### [Exercise]
When the line containing "An <instance> block" is found in the data below, copy it and each line after it through the line containing "positive clicks: (394, 183)", exactly and with no others.

### [Provided data]
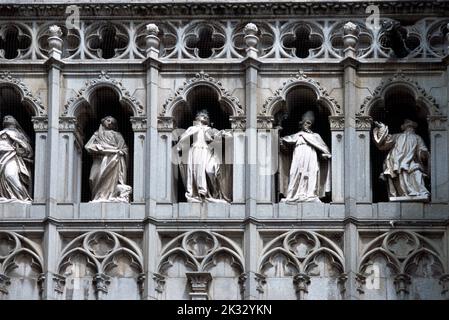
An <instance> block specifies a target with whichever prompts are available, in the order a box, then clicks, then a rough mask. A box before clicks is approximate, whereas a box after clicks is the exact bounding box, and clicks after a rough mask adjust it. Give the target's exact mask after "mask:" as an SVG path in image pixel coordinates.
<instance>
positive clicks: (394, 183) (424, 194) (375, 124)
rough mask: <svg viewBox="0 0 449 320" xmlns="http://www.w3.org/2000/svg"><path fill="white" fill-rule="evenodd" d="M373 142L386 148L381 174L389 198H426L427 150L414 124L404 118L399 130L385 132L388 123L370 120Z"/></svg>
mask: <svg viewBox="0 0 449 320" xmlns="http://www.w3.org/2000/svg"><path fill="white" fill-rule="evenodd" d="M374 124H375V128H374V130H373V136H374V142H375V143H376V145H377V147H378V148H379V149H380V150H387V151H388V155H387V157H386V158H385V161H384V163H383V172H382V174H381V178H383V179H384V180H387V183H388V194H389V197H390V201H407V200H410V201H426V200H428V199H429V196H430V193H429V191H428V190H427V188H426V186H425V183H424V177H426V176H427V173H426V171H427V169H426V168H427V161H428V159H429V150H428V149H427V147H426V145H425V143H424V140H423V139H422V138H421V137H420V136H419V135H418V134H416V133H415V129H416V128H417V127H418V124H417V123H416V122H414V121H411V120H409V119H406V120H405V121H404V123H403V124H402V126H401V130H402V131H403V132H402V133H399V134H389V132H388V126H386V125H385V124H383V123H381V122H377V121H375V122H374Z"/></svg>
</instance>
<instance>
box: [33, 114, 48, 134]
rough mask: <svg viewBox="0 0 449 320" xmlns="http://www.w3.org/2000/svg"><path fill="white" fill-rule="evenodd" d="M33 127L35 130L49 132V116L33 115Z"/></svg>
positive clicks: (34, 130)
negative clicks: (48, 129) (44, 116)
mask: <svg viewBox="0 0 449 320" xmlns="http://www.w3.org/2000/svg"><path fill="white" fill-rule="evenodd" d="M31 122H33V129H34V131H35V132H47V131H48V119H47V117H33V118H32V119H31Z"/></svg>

---

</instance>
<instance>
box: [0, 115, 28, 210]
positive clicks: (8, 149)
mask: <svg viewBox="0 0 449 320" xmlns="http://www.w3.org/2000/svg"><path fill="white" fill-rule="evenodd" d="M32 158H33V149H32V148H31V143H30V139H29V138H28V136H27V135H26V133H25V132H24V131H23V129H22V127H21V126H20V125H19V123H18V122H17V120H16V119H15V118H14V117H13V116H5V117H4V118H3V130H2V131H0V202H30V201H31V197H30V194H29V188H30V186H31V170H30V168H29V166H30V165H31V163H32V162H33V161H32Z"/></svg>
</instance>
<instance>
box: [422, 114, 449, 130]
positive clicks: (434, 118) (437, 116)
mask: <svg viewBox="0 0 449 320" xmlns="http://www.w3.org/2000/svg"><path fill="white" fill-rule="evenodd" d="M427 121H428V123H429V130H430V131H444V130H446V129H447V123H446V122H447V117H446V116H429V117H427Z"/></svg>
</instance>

### [Output for this task]
An <instance> block specifies a target with whichever prompts are available, in the order a box, then clicks, then a rough mask. A box before clicks is approximate, whereas a box after clicks is the exact bounding box, and clicks after a rough mask adjust it. Give the target's exact mask after "mask:" as an SVG path in image pixel coordinates.
<instance>
positive clicks: (394, 183) (424, 194) (375, 124)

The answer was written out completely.